START Data shown

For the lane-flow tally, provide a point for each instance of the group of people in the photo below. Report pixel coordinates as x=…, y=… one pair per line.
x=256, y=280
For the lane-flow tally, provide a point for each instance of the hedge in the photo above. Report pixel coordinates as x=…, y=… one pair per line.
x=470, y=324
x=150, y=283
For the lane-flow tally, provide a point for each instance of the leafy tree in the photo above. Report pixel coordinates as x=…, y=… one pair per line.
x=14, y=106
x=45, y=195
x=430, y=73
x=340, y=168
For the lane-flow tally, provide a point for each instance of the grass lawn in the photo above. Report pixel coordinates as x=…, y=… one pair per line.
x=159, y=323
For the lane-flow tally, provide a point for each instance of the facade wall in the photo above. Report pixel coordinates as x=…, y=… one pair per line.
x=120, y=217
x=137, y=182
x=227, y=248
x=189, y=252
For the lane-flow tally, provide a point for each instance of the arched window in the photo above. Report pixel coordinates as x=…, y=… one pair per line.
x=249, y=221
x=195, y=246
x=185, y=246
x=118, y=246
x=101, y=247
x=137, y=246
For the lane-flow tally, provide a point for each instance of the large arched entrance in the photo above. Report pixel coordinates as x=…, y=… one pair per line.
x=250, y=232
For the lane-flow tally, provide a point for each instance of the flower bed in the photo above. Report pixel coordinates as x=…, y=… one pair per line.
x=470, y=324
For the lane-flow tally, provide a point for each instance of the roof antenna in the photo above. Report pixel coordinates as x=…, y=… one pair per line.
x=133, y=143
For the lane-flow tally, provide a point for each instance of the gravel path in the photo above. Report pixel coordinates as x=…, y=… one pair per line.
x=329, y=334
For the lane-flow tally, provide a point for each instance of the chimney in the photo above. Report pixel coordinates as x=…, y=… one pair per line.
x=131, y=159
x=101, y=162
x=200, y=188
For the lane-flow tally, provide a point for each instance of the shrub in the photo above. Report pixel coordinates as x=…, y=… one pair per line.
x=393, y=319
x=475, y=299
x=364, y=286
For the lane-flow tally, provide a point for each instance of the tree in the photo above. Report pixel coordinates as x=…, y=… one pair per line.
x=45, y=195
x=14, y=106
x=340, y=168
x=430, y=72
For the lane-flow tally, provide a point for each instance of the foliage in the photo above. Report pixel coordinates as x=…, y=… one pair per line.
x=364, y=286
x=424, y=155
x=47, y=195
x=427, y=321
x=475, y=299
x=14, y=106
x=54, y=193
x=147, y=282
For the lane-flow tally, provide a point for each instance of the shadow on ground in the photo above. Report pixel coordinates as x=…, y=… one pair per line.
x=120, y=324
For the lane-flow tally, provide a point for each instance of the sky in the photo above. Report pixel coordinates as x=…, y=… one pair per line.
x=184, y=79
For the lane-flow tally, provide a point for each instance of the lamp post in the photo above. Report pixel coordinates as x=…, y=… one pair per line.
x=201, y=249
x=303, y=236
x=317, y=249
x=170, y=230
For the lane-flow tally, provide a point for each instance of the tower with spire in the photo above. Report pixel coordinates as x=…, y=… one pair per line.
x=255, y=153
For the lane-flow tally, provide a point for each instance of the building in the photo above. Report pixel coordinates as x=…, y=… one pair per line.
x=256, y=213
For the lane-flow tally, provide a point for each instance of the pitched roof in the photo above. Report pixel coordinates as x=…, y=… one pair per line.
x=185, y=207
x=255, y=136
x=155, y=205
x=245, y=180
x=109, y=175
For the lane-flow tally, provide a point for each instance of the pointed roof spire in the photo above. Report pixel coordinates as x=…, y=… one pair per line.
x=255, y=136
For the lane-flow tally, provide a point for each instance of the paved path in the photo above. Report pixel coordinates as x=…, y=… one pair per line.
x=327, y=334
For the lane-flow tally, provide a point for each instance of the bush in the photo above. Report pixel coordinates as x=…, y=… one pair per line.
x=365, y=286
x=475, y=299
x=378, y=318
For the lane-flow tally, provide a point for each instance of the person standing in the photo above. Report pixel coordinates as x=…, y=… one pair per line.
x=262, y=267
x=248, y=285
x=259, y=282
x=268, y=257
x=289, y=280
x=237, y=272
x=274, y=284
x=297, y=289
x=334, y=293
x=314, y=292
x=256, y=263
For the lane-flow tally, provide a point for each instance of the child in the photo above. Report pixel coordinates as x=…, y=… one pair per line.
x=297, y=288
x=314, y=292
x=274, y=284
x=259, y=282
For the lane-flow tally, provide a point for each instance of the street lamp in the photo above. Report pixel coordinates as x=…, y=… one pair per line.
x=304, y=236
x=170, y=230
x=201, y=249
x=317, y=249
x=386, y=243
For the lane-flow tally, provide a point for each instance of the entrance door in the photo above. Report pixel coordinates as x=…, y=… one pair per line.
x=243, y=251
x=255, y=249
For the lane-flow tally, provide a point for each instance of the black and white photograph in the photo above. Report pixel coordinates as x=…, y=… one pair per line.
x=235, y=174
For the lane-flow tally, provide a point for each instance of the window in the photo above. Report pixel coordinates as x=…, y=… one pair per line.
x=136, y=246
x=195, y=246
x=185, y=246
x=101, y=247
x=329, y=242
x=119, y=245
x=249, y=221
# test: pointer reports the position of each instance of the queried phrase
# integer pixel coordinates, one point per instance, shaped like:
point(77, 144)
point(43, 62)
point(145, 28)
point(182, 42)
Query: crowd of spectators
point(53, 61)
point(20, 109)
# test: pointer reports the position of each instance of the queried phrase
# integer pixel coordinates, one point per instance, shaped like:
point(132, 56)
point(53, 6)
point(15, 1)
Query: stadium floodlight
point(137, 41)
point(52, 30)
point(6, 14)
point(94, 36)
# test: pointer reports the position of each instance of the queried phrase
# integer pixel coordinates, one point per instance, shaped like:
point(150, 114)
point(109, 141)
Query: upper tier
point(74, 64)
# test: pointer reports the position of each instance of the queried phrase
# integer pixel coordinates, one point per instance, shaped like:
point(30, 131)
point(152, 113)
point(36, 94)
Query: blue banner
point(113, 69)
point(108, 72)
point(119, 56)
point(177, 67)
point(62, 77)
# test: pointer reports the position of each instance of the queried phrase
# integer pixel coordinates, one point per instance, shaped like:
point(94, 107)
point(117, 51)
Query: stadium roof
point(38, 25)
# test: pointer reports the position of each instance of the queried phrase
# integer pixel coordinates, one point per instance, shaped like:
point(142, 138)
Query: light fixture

END Data shown

Output the full listing above without altering a single word.

For the lane-flow tally, provide a point for each instance of the group of people in the photo below. Report pixel coordinates as x=…, y=… one pair per line.
x=256, y=280
For the lane-flow tally, provide a point for each instance of the hedge in the photo above. Report pixel coordinates as x=…, y=… one pair per line.
x=470, y=324
x=150, y=283
For the lane-flow tally, provide a point for each instance of the leafy tree in the photo above. Report pixel coordinates as x=…, y=… one pair per line.
x=14, y=106
x=45, y=195
x=430, y=73
x=340, y=168
For the lane-flow tally, provide a point for each instance of the grass lawn in the photo above. Report pixel coordinates as x=…, y=… one pair per line.
x=159, y=323
For the lane-flow tally, provide a point for each instance of the facade wall in the photo above. Report pixel coordinates as x=…, y=… one pair per line.
x=120, y=217
x=137, y=182
x=227, y=248
x=189, y=252
For the lane-flow tally, provide a point for each instance of the arched window in the photo above. Report pixel coordinates as x=…, y=… one pair per line.
x=249, y=221
x=195, y=246
x=185, y=246
x=118, y=246
x=101, y=247
x=137, y=246
For the lane-flow tally, provide a point for each instance of the large arched entrance in the photo above. Report pixel coordinates as x=…, y=… one pair per line.
x=250, y=232
For the lane-flow tally, provide a point for each instance of the flower bed in the photo above. Report pixel coordinates as x=…, y=… one pair per line.
x=470, y=324
For the lane-flow tally, provide a point for each instance of the roof antenna in the photo above. Report pixel coordinates as x=…, y=… one pair per line.
x=133, y=143
For the lane-flow tally, provide a point for each instance of the gravel path in the photo above. Report pixel coordinates as x=…, y=… one pair per line.
x=329, y=334
For the lane-flow tally, provide a point for each instance of the chimney in the photo above. Report pixel coordinates as x=…, y=… one pair per line.
x=131, y=159
x=101, y=162
x=200, y=188
For the lane-flow tally, provide a point for each instance of the shrub in the photo above. Report pixel coordinates as x=…, y=… one pair per line.
x=393, y=319
x=475, y=299
x=364, y=286
For the lane-flow tally, provide a point for each instance of the tree in the photo above. Report pixel coordinates as x=…, y=… one pair per line.
x=45, y=195
x=14, y=106
x=340, y=168
x=430, y=72
For the lane-flow tally, provide a point for each instance of the foliage in the photo above. Report pixel coordinates as x=…, y=… one pair per line.
x=364, y=286
x=424, y=155
x=47, y=195
x=427, y=321
x=475, y=299
x=14, y=106
x=54, y=193
x=147, y=282
For the lane-flow tally, provide a point for each instance of the shadow on ground in the photo above. Report pixel coordinates as x=…, y=… one pair per line.
x=120, y=324
For the lane-flow tally, provide a point for each instance of the sky in the photo above. Report pixel coordinates as x=…, y=… one pair per line.
x=184, y=79
For the lane-flow tally, provide a point for each instance of the lamp post in the photo above. Report pixel coordinates as x=…, y=… one pair per line.
x=201, y=249
x=303, y=236
x=317, y=249
x=170, y=230
For the lane-flow tally, provide a point for each instance of the tower with spire in the photo above. Report pixel coordinates as x=…, y=… one pair per line.
x=255, y=153
For the lane-flow tally, provide a point for each instance of the building in the photo above. Report pixel coordinates as x=…, y=… one pair per line.
x=256, y=213
For the lane-flow tally, provide a point for each instance of the pitched roof in the photo above. Report pixel coordinates as x=…, y=… one pair per line.
x=185, y=207
x=255, y=136
x=155, y=205
x=245, y=180
x=109, y=175
For the lane-flow tally, provide a point for each instance of the pointed roof spire in the photo above. Report pixel coordinates as x=…, y=… one pair per line.
x=255, y=136
For the lane-flow tally, provide a point for each instance of the paved path in the photo above. Report pixel coordinates as x=…, y=… one pair per line.
x=327, y=334
For the lane-flow tally, provide a point for each instance of the bush in the photo above. Report pixel coordinates as x=…, y=… one pair per line.
x=365, y=286
x=475, y=299
x=378, y=318
For the lane-flow tally, provide a point for each instance of the person standing in the photo above. Report pixel coordinates as x=…, y=… one pair per line.
x=262, y=267
x=248, y=285
x=259, y=282
x=268, y=257
x=289, y=280
x=237, y=272
x=274, y=284
x=297, y=289
x=334, y=293
x=314, y=292
x=256, y=263
For the lane-flow tally, provide a point for each instance of the child in the photo above. Report pixel coordinates as x=…, y=… one pair per line.
x=297, y=288
x=314, y=292
x=274, y=284
x=259, y=282
For the lane-flow tally, provide a point for each instance of the street lamp in the photo above. Report pixel coordinates as x=…, y=… one pair per line.
x=304, y=236
x=170, y=230
x=201, y=249
x=317, y=249
x=386, y=243
For the lane-flow tally, provide a point for each instance of the entrance door in the photo above. Report pixel coordinates as x=…, y=… one pair per line.
x=243, y=251
x=255, y=249
For the lane-flow tally, provide a point for each instance of the black and white photograph in the photo above. Report pixel coordinates as x=…, y=… one pair per line.
x=235, y=174
For the lane-flow tally, provide a point for each instance of the window in the photo above. Report pixel coordinates as x=…, y=… one pair per line.
x=136, y=246
x=195, y=246
x=185, y=246
x=101, y=247
x=329, y=242
x=119, y=245
x=249, y=221
# test: pointer reports the position of each instance of the queried phrase
# integer pixel coordinates, one point per instance, shaped like:
point(77, 144)
point(43, 62)
point(145, 28)
point(182, 42)
Query: crowd of spectators
point(53, 61)
point(20, 109)
# test: pointer reports the position of each instance of the queried phrase
# integer pixel coordinates, one point per instance, shaped like:
point(132, 56)
point(53, 6)
point(15, 1)
Query: stadium floodlight
point(137, 41)
point(52, 30)
point(6, 14)
point(94, 36)
# test: pointer reports the position of each instance of the queried phrase
# integer pixel coordinates, one point per instance, shaped like:
point(150, 114)
point(109, 141)
Query: upper tier
point(74, 64)
# test: pointer reports the position of each instance of the queried phrase
# integer pixel coordinates, one point per instance, shaped like:
point(30, 131)
point(152, 113)
point(36, 94)
Query: blue banner
point(113, 69)
point(108, 72)
point(119, 56)
point(177, 67)
point(62, 77)
# test: pointer reports the position of each instance of the queried phrase
# integer pixel coordinates, one point per instance, shaped like:
point(94, 107)
point(117, 51)
Query: stadium roof
point(38, 25)
# test: pointer reports the position of each instance of the queried phrase
# integer pixel coordinates, one point per instance, shaped like:
point(142, 138)
Query: light fixture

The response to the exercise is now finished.